▸ **Problem to work on**:
Report every line in the records below that contains the string "seat". Case counts.

▸ **Given records**:
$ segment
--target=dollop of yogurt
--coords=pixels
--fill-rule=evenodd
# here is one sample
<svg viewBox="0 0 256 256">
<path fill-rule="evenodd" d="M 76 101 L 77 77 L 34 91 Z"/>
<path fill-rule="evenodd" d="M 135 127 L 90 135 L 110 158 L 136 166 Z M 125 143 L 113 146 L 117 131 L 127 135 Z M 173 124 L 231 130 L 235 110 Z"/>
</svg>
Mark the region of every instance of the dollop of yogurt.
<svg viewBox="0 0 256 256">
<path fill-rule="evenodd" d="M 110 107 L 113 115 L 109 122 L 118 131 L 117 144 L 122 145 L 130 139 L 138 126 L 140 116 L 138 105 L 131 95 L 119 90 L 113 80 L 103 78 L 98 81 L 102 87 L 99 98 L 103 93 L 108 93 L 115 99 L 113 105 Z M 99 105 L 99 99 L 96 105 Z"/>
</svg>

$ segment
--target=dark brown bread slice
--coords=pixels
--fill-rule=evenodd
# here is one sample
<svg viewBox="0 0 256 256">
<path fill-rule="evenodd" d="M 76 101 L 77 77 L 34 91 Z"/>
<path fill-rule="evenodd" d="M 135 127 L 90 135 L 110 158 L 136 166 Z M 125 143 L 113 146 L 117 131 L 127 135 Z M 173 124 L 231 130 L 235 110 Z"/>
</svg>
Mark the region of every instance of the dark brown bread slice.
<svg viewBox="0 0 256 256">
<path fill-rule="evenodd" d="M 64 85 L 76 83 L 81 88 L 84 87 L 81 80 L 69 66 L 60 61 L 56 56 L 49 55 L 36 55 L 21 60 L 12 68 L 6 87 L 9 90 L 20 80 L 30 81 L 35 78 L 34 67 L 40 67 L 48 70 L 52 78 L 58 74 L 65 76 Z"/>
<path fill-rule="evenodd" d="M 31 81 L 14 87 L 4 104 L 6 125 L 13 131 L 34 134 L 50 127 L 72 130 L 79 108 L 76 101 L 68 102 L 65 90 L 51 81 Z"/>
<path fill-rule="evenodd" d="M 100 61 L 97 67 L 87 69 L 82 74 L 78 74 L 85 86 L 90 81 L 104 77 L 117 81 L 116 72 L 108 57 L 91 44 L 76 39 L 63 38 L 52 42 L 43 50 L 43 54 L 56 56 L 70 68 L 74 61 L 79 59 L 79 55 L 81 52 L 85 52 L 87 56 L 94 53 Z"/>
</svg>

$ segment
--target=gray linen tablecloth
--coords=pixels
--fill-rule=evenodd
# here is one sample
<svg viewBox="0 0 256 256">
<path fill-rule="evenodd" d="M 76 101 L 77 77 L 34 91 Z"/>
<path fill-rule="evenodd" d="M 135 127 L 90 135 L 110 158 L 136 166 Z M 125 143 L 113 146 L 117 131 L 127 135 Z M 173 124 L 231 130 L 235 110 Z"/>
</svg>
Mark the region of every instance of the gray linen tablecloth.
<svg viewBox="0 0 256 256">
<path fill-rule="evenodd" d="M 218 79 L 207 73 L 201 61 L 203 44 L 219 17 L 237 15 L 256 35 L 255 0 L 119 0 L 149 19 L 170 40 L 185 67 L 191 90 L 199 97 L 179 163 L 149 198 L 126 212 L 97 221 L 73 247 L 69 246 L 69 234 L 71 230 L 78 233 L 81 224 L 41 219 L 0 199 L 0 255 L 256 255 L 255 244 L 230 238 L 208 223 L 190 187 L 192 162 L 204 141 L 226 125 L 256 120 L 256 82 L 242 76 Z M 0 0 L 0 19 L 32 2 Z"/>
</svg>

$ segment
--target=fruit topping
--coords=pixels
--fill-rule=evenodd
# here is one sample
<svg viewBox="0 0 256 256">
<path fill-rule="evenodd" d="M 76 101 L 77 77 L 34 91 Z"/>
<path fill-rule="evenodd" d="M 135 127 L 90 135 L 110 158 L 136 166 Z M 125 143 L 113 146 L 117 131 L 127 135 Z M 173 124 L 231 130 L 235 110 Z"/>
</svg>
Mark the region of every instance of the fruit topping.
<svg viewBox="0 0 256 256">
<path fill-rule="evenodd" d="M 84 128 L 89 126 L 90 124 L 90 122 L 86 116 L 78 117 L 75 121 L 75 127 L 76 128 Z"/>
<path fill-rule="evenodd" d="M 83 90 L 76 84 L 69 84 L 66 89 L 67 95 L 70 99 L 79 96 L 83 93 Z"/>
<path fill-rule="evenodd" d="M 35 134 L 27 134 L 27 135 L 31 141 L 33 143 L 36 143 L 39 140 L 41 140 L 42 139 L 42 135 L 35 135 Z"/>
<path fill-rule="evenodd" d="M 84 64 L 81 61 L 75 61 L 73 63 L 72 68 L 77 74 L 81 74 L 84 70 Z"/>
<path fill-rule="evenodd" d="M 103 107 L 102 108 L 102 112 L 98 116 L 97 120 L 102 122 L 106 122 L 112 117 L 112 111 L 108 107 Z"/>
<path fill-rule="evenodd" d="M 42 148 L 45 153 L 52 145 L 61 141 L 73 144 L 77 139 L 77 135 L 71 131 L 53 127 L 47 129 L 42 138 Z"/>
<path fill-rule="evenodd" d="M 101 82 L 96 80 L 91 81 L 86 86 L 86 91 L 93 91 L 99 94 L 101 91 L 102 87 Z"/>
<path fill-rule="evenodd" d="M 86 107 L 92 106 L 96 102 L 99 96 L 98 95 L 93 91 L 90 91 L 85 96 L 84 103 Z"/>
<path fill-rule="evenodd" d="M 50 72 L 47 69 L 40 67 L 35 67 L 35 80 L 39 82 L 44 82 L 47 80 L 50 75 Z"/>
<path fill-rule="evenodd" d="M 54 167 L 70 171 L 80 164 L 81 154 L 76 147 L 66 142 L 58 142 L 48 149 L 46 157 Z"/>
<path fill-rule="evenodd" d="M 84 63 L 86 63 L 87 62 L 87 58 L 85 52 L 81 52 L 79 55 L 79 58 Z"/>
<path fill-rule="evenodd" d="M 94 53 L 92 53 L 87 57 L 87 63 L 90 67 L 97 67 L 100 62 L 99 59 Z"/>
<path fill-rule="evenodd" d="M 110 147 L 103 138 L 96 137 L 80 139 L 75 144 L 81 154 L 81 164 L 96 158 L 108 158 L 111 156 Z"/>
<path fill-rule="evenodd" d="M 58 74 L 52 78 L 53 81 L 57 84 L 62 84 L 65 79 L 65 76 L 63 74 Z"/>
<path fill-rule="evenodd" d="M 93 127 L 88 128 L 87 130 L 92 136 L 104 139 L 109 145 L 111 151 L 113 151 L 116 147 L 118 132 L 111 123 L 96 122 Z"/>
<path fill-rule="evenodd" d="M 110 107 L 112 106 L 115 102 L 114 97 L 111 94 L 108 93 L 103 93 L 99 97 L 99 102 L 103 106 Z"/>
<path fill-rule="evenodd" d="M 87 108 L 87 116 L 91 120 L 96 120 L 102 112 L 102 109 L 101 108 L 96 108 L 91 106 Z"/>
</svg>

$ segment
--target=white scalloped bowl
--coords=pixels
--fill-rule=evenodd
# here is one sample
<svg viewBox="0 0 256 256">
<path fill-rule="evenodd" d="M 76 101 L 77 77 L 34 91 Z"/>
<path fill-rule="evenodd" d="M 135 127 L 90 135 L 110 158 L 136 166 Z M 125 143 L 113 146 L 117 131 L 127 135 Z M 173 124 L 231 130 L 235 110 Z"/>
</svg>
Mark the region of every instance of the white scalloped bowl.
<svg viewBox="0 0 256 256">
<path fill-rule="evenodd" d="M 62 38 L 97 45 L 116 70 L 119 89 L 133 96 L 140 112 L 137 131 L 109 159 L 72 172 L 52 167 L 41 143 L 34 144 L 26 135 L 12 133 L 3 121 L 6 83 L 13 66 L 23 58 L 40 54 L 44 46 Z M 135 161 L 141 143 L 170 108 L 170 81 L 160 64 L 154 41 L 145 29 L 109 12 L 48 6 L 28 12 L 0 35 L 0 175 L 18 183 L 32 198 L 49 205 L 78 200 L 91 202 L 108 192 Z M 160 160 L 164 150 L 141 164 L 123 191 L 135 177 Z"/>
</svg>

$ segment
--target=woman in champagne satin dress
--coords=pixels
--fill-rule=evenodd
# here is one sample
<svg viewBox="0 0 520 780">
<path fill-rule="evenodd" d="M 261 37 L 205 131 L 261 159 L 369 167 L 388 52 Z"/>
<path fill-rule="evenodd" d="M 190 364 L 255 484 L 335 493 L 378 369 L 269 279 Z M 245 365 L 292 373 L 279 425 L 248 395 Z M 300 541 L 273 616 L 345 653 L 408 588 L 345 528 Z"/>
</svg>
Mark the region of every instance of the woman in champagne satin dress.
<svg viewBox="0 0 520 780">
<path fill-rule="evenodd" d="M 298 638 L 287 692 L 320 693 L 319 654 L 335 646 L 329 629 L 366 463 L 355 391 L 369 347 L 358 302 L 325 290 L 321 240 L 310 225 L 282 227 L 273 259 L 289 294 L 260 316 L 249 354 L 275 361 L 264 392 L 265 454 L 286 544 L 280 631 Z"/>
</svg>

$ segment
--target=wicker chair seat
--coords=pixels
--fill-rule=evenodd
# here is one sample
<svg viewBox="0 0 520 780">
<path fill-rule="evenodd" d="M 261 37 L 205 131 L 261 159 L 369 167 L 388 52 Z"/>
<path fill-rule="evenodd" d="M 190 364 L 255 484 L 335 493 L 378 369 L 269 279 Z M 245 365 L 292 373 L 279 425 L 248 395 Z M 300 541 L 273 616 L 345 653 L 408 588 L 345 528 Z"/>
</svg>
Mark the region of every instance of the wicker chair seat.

▸ **Response to the task**:
--target=wicker chair seat
Mark the region of every instance of the wicker chair seat.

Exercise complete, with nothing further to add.